-- BEGIN DATASET ROWS --

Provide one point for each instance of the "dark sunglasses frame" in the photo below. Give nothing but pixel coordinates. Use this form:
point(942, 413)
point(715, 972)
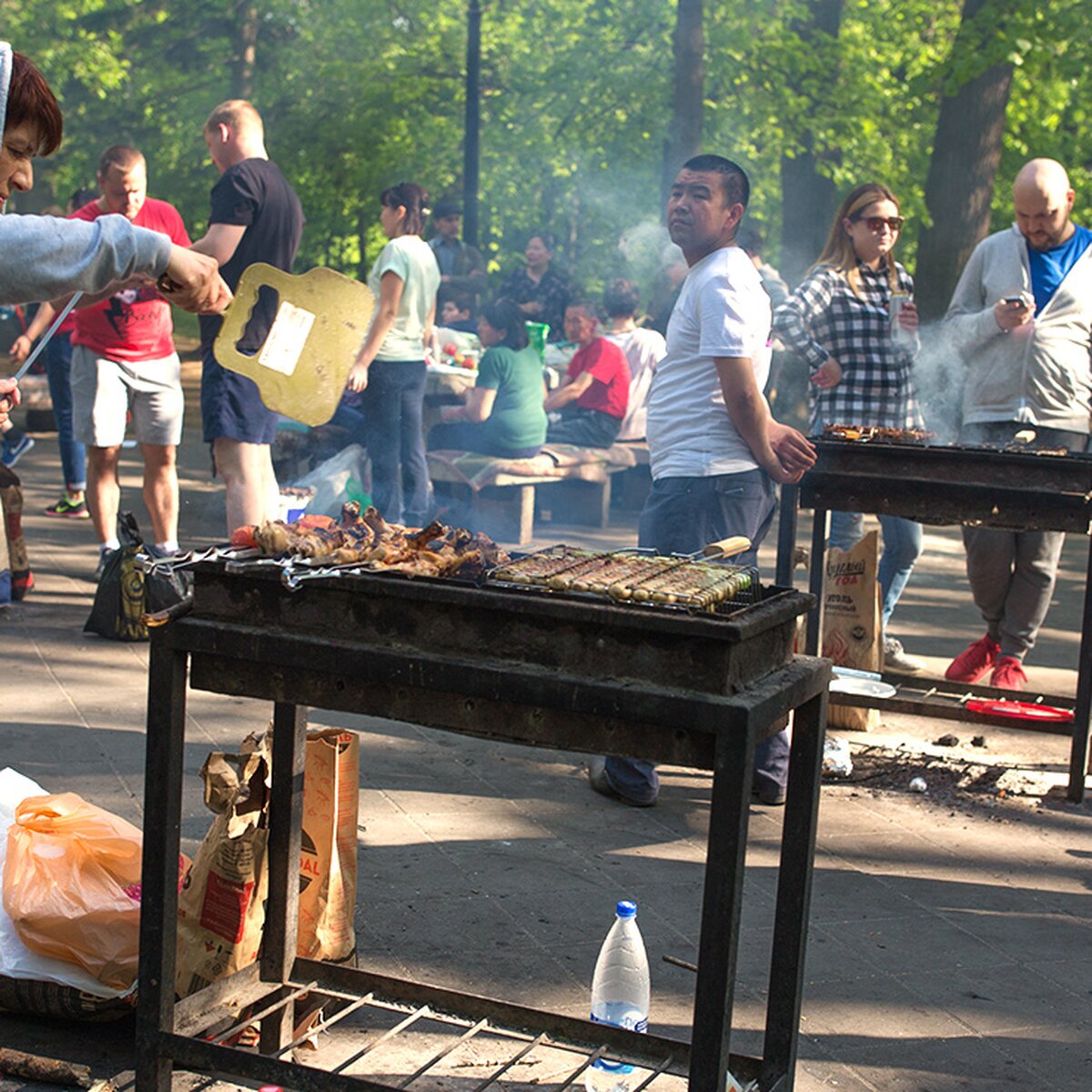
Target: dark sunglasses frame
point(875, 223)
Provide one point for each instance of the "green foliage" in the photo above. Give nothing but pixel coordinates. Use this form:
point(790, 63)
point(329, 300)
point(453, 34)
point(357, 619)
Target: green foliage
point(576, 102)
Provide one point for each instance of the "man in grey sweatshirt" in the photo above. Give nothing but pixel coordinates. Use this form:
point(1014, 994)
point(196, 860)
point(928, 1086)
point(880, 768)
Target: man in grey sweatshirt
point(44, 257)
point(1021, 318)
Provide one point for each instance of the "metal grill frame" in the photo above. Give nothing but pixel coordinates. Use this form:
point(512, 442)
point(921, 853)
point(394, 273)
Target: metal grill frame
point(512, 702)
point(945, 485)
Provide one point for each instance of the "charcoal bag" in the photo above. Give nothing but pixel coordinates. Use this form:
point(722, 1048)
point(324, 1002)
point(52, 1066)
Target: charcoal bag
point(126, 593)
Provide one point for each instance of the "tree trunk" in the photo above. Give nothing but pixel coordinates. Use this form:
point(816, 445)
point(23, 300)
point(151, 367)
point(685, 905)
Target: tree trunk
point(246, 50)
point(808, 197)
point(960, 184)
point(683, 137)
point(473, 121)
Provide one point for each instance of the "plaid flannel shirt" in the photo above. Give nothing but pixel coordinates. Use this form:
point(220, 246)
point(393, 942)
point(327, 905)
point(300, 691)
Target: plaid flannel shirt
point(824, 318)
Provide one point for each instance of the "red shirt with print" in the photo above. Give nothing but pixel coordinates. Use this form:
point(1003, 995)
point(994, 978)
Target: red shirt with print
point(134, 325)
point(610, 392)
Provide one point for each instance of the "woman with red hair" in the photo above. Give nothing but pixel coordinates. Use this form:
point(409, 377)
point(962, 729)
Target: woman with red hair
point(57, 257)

-- END DATASET ROWS --
-- BEGIN DATASET ROWS --

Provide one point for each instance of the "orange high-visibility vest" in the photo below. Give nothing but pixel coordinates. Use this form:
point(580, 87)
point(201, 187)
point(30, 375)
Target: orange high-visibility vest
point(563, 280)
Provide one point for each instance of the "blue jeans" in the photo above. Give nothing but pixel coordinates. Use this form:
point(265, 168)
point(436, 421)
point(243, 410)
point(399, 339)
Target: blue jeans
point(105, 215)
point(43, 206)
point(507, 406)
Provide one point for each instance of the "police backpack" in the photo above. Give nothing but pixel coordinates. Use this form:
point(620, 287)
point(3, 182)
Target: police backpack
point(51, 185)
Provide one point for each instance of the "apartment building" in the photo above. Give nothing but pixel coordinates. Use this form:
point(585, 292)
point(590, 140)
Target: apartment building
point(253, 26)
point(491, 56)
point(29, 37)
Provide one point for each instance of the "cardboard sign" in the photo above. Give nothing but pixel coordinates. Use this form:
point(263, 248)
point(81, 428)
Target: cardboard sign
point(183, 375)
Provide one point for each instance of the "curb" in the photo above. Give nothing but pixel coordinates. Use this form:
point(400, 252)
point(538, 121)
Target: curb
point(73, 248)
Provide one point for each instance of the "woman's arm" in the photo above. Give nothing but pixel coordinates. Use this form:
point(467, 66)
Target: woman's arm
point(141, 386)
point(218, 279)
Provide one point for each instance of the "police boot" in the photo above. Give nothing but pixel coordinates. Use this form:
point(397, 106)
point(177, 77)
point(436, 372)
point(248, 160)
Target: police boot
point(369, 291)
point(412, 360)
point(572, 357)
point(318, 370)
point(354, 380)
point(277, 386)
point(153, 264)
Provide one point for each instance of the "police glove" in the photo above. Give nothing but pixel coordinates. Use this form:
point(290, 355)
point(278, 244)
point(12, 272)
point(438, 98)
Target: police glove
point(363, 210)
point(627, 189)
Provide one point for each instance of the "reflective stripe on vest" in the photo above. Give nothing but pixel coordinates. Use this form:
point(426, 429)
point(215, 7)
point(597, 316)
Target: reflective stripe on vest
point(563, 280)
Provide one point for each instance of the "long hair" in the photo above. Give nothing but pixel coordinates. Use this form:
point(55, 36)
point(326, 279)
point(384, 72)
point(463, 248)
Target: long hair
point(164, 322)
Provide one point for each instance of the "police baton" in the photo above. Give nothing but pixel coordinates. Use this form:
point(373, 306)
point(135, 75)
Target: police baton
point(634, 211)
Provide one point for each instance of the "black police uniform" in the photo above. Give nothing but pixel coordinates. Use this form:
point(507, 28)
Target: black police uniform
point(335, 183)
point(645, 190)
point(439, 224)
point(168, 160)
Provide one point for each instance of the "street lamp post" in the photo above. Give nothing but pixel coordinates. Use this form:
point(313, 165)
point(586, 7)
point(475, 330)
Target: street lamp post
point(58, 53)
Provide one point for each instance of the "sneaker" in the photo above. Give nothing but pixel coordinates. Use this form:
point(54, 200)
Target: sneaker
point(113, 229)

-- END DATASET ROWS --

__EXERCISE__. Find every line in the records that contains the string "long", and copy each of those lines.

__REPLY TO THE TASK__.
Provide one point for each instance of the "long hair" in the photo above. Give nothing but pixel coordinates. Use this form:
Target: long hair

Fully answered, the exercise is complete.